Supplied records:
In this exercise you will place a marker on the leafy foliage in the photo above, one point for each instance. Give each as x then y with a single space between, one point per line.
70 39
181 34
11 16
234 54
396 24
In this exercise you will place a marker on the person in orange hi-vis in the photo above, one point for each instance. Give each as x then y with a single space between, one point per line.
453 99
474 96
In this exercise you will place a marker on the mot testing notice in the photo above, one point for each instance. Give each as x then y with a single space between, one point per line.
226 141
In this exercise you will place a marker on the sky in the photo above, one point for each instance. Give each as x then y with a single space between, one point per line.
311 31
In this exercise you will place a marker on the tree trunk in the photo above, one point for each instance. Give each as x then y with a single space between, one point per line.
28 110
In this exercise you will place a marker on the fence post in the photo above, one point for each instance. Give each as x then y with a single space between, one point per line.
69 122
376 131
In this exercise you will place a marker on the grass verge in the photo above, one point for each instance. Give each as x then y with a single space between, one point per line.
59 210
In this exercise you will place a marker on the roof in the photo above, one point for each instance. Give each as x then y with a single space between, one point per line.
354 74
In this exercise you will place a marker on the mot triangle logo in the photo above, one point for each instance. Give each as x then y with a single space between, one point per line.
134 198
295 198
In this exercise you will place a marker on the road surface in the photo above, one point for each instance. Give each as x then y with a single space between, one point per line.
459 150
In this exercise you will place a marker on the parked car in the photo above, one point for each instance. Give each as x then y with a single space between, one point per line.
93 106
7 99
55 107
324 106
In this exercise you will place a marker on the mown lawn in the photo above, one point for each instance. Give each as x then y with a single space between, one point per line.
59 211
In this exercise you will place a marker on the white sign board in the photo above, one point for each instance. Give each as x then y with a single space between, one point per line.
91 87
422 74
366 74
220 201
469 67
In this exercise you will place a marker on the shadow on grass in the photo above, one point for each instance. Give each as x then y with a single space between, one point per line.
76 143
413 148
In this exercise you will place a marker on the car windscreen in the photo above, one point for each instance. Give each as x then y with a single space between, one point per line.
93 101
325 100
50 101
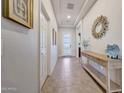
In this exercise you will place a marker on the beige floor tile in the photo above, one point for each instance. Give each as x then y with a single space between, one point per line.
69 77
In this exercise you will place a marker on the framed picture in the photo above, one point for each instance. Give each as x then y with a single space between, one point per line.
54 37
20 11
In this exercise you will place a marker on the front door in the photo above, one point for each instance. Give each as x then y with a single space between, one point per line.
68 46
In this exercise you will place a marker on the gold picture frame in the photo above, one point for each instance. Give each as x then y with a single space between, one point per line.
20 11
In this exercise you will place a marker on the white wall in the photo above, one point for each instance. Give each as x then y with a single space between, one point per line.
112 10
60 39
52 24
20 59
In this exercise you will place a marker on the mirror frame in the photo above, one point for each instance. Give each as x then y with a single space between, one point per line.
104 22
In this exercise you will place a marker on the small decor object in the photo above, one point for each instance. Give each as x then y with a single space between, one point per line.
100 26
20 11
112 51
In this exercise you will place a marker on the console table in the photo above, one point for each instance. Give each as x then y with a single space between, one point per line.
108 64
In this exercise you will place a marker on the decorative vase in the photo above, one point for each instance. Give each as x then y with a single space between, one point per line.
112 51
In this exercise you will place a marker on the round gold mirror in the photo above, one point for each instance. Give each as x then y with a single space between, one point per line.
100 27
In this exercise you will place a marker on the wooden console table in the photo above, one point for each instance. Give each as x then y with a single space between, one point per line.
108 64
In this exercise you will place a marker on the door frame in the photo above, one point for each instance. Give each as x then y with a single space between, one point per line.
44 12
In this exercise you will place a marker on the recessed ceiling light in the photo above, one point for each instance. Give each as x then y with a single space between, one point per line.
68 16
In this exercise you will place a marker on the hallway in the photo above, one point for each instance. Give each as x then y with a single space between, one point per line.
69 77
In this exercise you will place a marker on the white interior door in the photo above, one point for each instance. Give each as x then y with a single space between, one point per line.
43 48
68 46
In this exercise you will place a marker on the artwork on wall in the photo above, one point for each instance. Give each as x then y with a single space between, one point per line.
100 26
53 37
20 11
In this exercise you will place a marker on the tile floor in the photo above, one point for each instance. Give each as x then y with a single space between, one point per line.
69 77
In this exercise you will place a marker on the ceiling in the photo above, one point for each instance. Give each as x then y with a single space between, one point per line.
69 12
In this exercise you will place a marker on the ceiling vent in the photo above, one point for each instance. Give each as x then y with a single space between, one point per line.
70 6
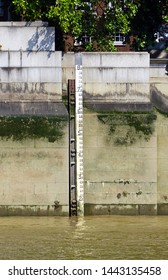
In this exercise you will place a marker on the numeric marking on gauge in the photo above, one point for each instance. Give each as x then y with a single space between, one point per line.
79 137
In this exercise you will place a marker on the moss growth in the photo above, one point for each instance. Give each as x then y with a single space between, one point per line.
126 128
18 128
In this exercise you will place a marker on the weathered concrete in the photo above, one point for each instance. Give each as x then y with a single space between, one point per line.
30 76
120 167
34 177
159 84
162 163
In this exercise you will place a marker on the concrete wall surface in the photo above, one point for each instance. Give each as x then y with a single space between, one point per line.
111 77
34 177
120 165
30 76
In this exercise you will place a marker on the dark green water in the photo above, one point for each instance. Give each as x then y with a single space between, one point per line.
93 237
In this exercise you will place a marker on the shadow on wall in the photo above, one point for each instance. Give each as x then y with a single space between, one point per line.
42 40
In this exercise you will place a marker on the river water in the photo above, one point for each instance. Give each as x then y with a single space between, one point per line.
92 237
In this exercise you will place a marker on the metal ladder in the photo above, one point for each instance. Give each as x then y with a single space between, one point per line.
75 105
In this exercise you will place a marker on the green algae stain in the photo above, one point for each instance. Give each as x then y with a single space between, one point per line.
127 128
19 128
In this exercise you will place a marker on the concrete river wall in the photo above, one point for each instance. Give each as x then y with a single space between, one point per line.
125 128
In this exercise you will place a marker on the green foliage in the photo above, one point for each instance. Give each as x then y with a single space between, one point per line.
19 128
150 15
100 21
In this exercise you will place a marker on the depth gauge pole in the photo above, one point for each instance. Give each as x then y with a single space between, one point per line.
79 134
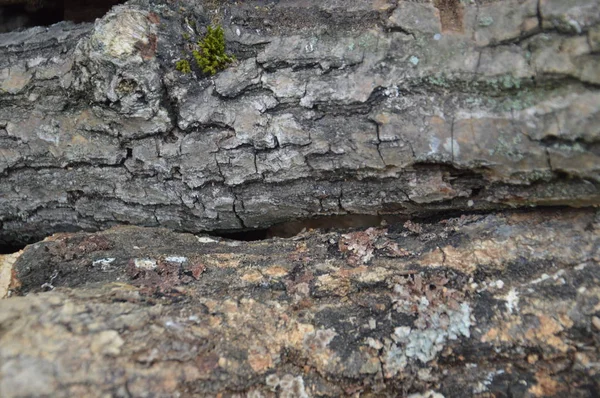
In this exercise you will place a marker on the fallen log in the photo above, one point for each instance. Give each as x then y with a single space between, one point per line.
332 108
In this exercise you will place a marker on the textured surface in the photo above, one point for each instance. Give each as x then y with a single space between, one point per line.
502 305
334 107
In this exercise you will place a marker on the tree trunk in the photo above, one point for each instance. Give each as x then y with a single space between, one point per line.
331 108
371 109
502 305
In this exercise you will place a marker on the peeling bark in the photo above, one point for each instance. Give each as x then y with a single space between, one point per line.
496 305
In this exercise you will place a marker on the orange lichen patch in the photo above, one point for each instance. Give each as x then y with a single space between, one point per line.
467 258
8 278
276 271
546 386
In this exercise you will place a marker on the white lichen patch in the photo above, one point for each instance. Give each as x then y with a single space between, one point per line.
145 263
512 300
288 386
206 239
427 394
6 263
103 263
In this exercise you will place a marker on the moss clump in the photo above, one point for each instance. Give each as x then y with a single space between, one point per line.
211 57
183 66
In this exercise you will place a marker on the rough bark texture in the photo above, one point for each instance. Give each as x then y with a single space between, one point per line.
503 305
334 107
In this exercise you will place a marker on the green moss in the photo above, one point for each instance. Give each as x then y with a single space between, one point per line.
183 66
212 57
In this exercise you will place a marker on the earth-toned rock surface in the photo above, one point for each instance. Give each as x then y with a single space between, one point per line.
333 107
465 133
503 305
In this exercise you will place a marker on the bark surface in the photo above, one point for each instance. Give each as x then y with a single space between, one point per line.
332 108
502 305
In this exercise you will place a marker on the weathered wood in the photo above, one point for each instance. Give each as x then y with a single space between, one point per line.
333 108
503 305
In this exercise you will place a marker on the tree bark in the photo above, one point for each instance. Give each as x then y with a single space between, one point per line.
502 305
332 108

* * *

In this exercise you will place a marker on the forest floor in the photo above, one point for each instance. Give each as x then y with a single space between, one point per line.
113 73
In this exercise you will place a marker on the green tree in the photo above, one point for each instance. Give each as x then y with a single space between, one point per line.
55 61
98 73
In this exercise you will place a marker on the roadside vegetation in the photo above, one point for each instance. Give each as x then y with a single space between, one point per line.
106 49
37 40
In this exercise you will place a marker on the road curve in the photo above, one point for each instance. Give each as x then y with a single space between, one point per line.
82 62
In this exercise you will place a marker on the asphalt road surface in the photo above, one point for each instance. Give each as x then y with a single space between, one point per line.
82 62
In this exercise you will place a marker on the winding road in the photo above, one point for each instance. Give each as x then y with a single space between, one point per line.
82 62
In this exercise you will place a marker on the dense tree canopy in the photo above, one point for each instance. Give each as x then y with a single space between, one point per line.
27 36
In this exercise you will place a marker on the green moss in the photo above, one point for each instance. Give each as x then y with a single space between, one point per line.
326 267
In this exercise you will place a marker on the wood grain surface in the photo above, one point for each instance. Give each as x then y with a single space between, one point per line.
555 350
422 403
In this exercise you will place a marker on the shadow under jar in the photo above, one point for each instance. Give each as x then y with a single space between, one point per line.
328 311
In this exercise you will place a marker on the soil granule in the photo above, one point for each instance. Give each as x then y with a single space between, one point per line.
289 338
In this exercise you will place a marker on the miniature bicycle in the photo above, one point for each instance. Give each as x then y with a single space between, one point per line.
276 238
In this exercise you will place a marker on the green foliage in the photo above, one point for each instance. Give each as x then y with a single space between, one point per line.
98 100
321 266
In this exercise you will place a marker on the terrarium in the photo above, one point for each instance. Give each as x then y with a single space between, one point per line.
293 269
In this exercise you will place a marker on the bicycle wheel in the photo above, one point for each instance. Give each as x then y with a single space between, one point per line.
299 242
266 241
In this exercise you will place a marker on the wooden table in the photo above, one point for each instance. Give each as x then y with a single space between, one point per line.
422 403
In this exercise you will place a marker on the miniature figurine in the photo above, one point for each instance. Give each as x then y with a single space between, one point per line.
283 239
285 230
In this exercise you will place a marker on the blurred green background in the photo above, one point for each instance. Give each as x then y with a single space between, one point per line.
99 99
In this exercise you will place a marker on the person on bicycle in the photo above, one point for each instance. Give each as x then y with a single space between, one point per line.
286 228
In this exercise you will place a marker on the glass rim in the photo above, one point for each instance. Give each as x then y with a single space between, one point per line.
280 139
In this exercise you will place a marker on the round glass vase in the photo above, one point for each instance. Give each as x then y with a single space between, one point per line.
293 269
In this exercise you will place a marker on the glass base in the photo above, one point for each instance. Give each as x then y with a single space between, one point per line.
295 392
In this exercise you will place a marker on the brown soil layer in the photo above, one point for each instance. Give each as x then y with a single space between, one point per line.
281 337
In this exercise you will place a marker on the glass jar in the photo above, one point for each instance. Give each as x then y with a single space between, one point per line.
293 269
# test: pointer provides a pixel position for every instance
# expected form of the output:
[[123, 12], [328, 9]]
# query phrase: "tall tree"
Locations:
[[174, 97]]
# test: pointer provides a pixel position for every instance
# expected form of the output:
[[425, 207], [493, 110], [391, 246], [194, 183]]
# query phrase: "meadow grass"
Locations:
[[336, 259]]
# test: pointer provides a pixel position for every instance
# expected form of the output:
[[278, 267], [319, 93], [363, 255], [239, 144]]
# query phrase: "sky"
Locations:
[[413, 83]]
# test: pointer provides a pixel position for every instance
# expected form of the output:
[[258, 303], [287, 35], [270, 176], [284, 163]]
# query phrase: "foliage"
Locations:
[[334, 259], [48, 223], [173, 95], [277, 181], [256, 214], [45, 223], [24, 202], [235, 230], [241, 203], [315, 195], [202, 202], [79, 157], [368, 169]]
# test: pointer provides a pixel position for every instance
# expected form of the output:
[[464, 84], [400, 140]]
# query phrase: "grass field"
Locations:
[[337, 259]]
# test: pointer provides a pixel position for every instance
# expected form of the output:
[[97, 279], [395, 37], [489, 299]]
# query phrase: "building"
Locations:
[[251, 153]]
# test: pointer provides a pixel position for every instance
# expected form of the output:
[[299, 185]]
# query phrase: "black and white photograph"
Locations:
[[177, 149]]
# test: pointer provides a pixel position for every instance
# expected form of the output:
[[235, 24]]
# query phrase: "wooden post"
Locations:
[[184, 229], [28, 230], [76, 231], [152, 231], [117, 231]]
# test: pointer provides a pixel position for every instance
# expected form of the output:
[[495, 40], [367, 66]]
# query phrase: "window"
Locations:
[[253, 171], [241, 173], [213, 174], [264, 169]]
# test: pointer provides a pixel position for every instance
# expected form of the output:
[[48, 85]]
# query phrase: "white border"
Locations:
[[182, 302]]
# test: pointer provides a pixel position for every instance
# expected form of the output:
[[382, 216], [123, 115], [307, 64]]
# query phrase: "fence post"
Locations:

What is needed: Find and show each line of the listing with the word "query".

Answer space:
# query phrase: "tall tree"
# query phrase: "meadow grass"
# query phrase: "sky"
# query phrase: "foliage"
# query phrase: "grass field"
# query phrase: "building"
# query phrase: "black and white photograph"
# query phrase: "wooden post"
# query phrase: "window"
# query phrase: "white border"
# query phrase: "fence post"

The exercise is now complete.